* THE PROBLEM *
Of all the lines in the entries, how many carry the word "below"? The reply is that number and no more.

* Natural-language object grounding data *
--------

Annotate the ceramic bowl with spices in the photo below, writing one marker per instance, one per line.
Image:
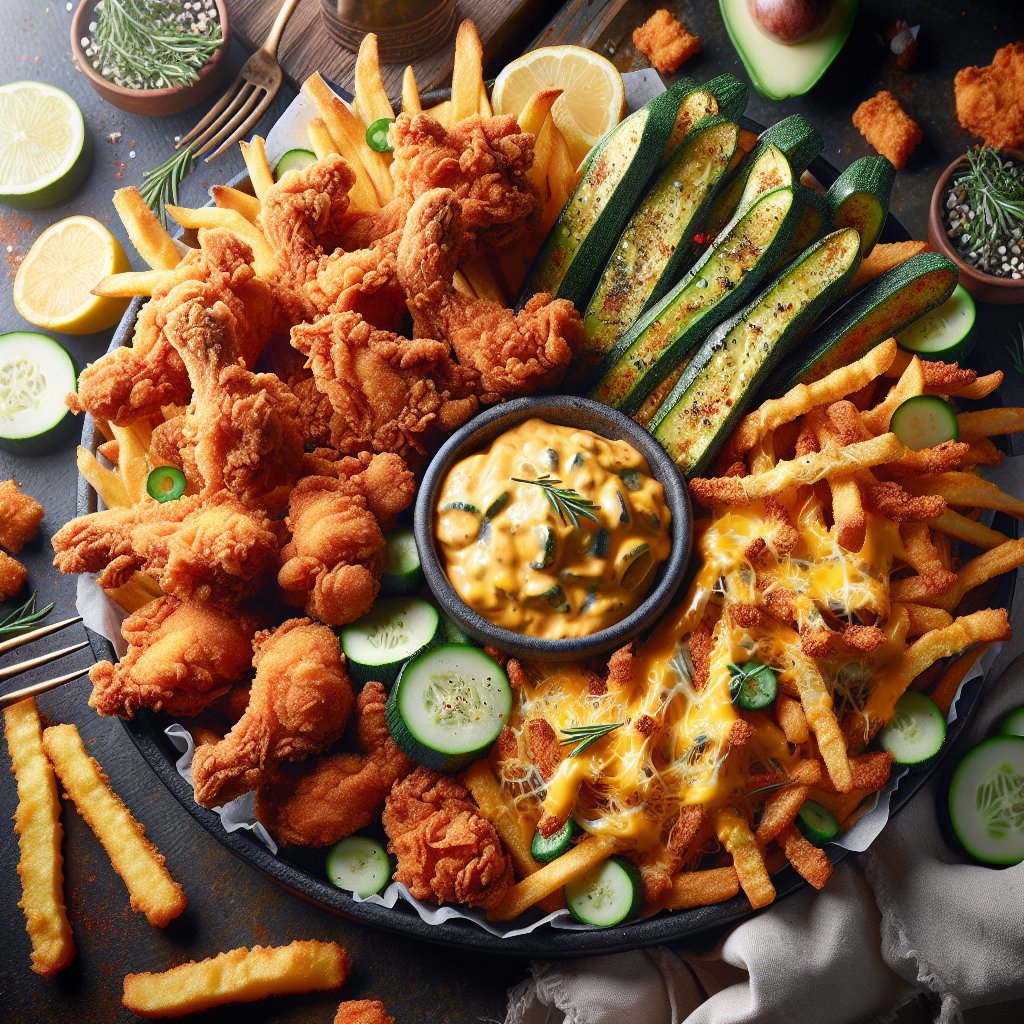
(152, 56)
(977, 219)
(553, 528)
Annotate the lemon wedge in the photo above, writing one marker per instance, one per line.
(53, 287)
(593, 98)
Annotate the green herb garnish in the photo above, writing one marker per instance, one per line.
(584, 735)
(567, 502)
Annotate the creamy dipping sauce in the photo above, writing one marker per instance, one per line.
(552, 531)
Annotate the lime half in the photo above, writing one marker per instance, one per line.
(43, 156)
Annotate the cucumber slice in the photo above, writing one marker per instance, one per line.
(817, 822)
(548, 848)
(401, 573)
(36, 373)
(945, 332)
(449, 706)
(916, 731)
(986, 801)
(359, 864)
(1013, 724)
(294, 160)
(925, 421)
(378, 644)
(607, 895)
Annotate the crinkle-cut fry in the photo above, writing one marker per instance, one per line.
(990, 422)
(810, 862)
(410, 92)
(37, 824)
(923, 619)
(962, 527)
(967, 491)
(147, 235)
(131, 283)
(944, 691)
(235, 199)
(802, 398)
(553, 876)
(704, 888)
(151, 888)
(805, 469)
(986, 626)
(467, 73)
(370, 100)
(734, 834)
(238, 976)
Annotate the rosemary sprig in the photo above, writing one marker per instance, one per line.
(585, 735)
(160, 186)
(567, 502)
(24, 617)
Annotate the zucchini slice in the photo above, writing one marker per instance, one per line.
(724, 377)
(881, 310)
(859, 198)
(722, 281)
(614, 176)
(657, 245)
(449, 706)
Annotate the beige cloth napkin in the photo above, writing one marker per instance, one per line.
(906, 918)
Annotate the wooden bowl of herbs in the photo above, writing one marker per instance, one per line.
(152, 56)
(977, 219)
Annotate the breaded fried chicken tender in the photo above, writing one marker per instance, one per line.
(514, 354)
(298, 706)
(181, 656)
(446, 851)
(332, 564)
(320, 803)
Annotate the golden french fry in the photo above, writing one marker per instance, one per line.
(260, 175)
(147, 235)
(37, 824)
(370, 100)
(151, 888)
(804, 397)
(702, 888)
(467, 75)
(734, 834)
(233, 199)
(553, 876)
(238, 976)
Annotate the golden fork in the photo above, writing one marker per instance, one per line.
(248, 98)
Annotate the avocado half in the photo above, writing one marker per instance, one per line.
(780, 70)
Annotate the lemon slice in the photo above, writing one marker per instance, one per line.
(53, 285)
(43, 144)
(592, 101)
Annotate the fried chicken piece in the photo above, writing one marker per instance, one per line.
(244, 426)
(666, 42)
(332, 564)
(213, 549)
(446, 851)
(514, 354)
(299, 704)
(181, 656)
(990, 99)
(387, 393)
(320, 803)
(133, 383)
(19, 517)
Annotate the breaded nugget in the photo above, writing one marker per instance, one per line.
(888, 127)
(990, 99)
(19, 517)
(664, 40)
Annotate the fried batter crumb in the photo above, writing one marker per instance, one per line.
(665, 41)
(888, 127)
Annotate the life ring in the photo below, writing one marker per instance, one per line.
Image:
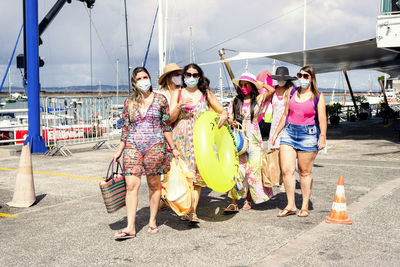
(218, 171)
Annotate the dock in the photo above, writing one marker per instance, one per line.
(69, 224)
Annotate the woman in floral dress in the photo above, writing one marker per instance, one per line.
(145, 131)
(245, 108)
(194, 99)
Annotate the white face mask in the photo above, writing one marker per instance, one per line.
(177, 80)
(281, 83)
(144, 85)
(304, 83)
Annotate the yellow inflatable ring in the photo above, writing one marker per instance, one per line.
(218, 171)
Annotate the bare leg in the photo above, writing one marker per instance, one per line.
(305, 163)
(154, 184)
(288, 165)
(132, 189)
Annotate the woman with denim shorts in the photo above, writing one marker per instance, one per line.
(304, 133)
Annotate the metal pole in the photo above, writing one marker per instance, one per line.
(117, 81)
(190, 45)
(304, 33)
(91, 48)
(351, 92)
(127, 48)
(161, 52)
(34, 139)
(228, 67)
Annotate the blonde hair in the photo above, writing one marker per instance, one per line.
(136, 97)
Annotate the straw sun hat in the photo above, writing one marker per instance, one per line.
(248, 77)
(171, 67)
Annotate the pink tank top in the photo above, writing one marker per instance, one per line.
(301, 113)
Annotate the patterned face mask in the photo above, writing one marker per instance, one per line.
(144, 85)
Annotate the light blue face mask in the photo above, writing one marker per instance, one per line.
(304, 83)
(296, 83)
(144, 85)
(191, 82)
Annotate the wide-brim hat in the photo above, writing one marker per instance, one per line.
(282, 74)
(248, 77)
(171, 67)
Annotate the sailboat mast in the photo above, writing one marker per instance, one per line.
(127, 47)
(161, 38)
(117, 80)
(221, 93)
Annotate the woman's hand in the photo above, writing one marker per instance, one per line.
(176, 153)
(233, 123)
(222, 119)
(322, 142)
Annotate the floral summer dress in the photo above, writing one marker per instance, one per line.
(145, 147)
(182, 135)
(250, 177)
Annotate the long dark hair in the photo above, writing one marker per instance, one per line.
(202, 84)
(238, 101)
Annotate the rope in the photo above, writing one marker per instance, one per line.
(251, 29)
(149, 42)
(11, 58)
(101, 41)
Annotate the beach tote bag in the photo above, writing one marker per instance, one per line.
(241, 139)
(177, 188)
(271, 171)
(113, 188)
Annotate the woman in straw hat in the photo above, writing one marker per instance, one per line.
(304, 133)
(145, 132)
(246, 108)
(170, 80)
(186, 106)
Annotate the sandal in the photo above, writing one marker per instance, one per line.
(232, 208)
(246, 205)
(152, 230)
(303, 213)
(194, 219)
(186, 217)
(162, 206)
(286, 212)
(123, 235)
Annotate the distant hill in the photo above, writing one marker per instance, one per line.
(124, 88)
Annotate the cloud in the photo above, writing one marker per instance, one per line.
(66, 48)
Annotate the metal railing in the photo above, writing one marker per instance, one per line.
(65, 121)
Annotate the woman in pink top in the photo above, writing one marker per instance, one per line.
(304, 133)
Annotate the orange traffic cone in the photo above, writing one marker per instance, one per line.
(24, 191)
(339, 210)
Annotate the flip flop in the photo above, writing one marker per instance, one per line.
(246, 205)
(232, 208)
(194, 219)
(286, 212)
(152, 230)
(125, 235)
(303, 213)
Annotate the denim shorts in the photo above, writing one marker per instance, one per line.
(303, 138)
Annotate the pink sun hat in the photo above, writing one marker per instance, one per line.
(264, 77)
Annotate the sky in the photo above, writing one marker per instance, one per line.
(66, 42)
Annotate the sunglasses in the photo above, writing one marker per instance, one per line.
(194, 75)
(305, 75)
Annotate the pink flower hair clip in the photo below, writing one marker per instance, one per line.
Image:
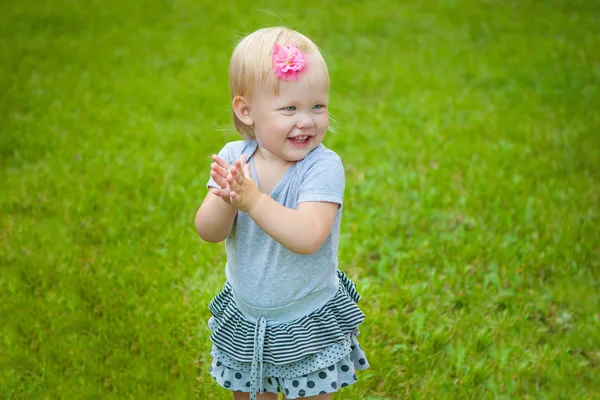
(288, 61)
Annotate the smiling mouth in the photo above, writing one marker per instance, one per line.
(300, 141)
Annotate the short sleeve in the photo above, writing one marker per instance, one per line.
(323, 180)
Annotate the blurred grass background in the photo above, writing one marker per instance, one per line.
(470, 134)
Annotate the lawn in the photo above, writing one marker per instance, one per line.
(470, 134)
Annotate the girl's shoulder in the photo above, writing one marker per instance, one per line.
(232, 150)
(321, 156)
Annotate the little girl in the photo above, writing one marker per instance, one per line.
(286, 320)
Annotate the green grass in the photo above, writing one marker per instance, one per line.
(470, 134)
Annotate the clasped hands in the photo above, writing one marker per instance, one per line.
(236, 185)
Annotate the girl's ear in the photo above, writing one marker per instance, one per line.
(241, 108)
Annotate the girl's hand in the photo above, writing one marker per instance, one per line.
(219, 171)
(244, 194)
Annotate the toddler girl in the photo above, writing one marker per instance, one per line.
(286, 319)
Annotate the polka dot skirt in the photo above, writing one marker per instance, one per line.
(324, 380)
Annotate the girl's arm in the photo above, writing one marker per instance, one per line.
(214, 218)
(302, 231)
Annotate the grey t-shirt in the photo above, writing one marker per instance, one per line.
(268, 279)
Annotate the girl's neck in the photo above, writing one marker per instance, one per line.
(270, 158)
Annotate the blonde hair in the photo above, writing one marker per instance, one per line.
(251, 65)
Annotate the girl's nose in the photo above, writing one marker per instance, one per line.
(305, 121)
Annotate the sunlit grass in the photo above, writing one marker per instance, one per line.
(469, 132)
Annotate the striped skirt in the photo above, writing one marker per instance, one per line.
(315, 354)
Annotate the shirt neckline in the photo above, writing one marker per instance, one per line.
(279, 184)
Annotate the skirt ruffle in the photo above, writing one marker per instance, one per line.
(327, 378)
(287, 342)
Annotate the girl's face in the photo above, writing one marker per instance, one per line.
(290, 125)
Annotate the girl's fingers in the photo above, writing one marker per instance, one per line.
(221, 181)
(246, 170)
(237, 174)
(218, 169)
(233, 184)
(222, 163)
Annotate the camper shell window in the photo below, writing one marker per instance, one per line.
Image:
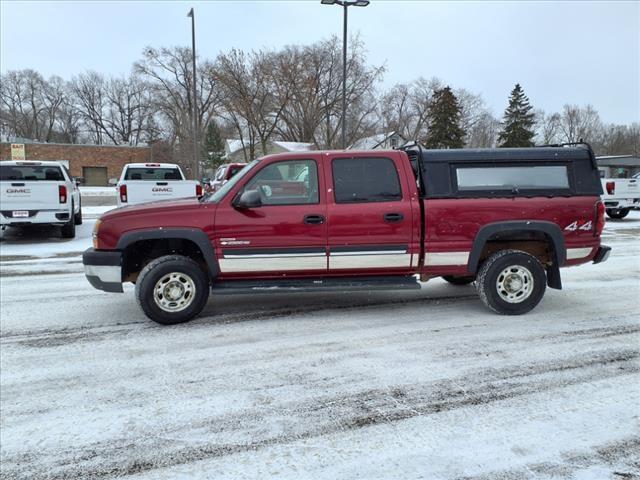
(508, 172)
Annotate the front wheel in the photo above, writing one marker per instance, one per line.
(511, 282)
(172, 289)
(617, 213)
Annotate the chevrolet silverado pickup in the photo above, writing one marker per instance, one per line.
(39, 193)
(506, 219)
(148, 182)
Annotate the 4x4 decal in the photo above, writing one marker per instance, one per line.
(572, 227)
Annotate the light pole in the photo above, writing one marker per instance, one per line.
(345, 4)
(194, 110)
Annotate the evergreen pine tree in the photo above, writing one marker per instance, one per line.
(444, 121)
(213, 146)
(518, 121)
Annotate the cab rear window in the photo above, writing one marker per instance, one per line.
(150, 173)
(30, 173)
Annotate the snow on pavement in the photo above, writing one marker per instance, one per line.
(425, 384)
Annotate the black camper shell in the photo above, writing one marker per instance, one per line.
(506, 172)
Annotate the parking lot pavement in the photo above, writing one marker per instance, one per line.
(424, 384)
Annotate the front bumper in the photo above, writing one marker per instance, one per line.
(602, 254)
(103, 269)
(36, 217)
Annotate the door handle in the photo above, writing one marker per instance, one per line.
(313, 219)
(393, 217)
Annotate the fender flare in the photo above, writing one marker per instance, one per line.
(550, 229)
(192, 234)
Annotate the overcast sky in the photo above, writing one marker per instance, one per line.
(561, 52)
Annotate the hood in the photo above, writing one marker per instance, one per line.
(153, 207)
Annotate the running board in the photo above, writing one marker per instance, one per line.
(231, 287)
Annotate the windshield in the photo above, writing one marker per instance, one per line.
(220, 194)
(28, 172)
(149, 173)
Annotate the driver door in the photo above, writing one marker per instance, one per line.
(287, 235)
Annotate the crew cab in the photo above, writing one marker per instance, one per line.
(507, 219)
(39, 193)
(224, 173)
(148, 182)
(621, 195)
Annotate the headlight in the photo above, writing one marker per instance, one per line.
(96, 229)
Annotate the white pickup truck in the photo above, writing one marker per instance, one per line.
(621, 195)
(149, 182)
(39, 193)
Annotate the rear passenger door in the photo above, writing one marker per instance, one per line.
(370, 224)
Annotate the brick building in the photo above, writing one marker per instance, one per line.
(96, 163)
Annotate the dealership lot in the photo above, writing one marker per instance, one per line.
(424, 384)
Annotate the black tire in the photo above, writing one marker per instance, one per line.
(618, 213)
(68, 230)
(165, 266)
(493, 285)
(78, 217)
(459, 280)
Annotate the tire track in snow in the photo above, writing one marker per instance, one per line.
(153, 449)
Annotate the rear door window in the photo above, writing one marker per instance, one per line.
(364, 180)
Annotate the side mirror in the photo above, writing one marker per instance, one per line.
(249, 199)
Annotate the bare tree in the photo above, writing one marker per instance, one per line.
(30, 105)
(405, 108)
(579, 123)
(168, 74)
(484, 131)
(547, 127)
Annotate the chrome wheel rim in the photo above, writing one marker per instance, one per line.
(174, 292)
(514, 284)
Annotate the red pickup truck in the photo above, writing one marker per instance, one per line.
(507, 219)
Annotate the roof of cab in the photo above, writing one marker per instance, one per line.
(38, 163)
(151, 165)
(459, 154)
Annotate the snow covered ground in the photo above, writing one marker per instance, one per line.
(425, 384)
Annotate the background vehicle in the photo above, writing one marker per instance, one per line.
(148, 182)
(507, 219)
(621, 195)
(224, 173)
(39, 193)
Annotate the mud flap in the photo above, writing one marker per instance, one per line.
(553, 277)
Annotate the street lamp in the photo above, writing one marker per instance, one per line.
(345, 4)
(194, 111)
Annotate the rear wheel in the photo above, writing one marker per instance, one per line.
(69, 229)
(617, 212)
(172, 289)
(459, 280)
(511, 282)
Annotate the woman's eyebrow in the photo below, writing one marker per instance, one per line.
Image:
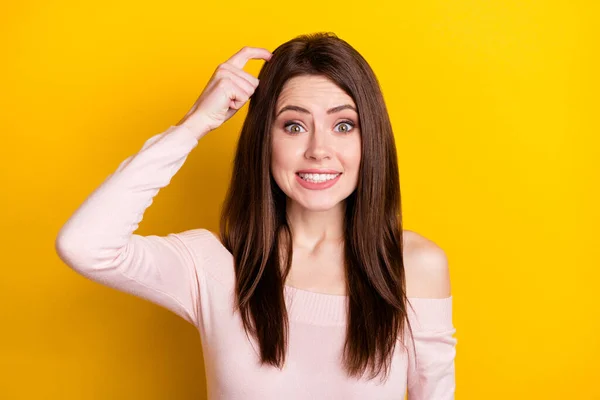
(304, 110)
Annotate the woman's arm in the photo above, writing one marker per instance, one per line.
(98, 241)
(431, 365)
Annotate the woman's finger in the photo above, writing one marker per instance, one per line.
(247, 53)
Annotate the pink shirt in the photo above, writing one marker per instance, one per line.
(191, 274)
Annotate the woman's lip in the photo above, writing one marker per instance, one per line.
(318, 171)
(318, 185)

--------

* YOUR SOLUTION *
5